**** DATASET ROWS

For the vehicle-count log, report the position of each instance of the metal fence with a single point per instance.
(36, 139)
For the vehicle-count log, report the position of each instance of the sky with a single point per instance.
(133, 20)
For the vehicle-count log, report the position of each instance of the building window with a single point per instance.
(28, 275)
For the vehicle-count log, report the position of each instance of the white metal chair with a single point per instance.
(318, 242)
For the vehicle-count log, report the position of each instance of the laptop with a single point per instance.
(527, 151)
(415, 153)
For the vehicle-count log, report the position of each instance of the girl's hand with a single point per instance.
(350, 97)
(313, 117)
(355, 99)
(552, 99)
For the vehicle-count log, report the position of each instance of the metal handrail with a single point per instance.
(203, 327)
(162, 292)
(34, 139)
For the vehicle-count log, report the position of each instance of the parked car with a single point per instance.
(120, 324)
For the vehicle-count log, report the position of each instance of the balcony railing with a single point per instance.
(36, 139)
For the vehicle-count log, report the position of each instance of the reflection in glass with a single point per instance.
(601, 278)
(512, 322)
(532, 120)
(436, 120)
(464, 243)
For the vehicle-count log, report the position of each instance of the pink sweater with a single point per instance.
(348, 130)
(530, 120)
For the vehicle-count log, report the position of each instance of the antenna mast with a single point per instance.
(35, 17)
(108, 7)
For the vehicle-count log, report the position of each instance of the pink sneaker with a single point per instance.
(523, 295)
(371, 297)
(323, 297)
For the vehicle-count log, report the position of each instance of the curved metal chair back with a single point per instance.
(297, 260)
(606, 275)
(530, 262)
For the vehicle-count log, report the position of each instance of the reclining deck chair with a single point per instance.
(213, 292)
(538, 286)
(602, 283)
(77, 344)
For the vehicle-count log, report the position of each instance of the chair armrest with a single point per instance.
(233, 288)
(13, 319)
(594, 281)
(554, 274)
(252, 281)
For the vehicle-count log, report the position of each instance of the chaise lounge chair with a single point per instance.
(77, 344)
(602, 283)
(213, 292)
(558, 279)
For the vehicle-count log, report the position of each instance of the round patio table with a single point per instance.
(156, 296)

********

*PROBLEM:* Reproduce the entries above exactly.

*TASK RESPONSE:*
For the vehicle-count log, report the position of each instance of the metal fence with a single point per instance.
(36, 139)
For the vehicle-count log, report the position of each instance of the sky with a single point per instance.
(133, 20)
For the vehicle-count log, report the position of each instance of the building window with a single point per instance.
(28, 275)
For the vehicle-count log, report the position of each instance of the white metal chair with a single point per instance.
(318, 242)
For the vehicle-count log, report the position of each instance of the laptop with a single point per instance.
(527, 151)
(415, 153)
For the vehicle-count log, report the position of each instance of the girl's hand with a single point per instance.
(350, 97)
(313, 117)
(355, 99)
(552, 99)
For the vehicle-count log, report the position of each instance of the metal handrail with a single point per instance.
(203, 327)
(162, 292)
(34, 139)
For the vehicle-count log, report the position of each instance of the parked car with a single point per instance.
(120, 324)
For the vehicle-count log, report the position of each instance of the balcony railing with a single point per instance.
(36, 139)
For the vehicle-count log, report the position of each instance of the reflection in glass with a single point per instance.
(601, 278)
(512, 322)
(532, 120)
(436, 120)
(464, 243)
For the vehicle-count log, report the position of each instance of the pink sweater with a single point per instance.
(348, 130)
(530, 120)
For the vehicle-count log, report the position of each instance of the antenna mast with a single point per instance.
(35, 17)
(108, 7)
For the vehicle-count log, report the position of each instance of the pink sneaker with a single point per instance.
(523, 295)
(371, 297)
(323, 297)
For the vehicle-count log, report the position of each instance of the curved metal chair back with a single point per instance.
(297, 260)
(606, 275)
(530, 262)
For the vehicle-count log, report the position of each instance of the reclining deck chair with a single point per instance.
(213, 292)
(538, 286)
(602, 283)
(77, 344)
For the vehicle-count log, report the position of each instance of the chair armrest with a single point per instance.
(233, 288)
(13, 319)
(594, 281)
(554, 274)
(252, 281)
For the vehicle-count log, report the position of each instance of the chaise lounge chair with a single point per instance.
(77, 344)
(602, 283)
(213, 292)
(558, 279)
For the vehicle-count log, report the position of each instance of the round patio table with a single point per instance.
(156, 296)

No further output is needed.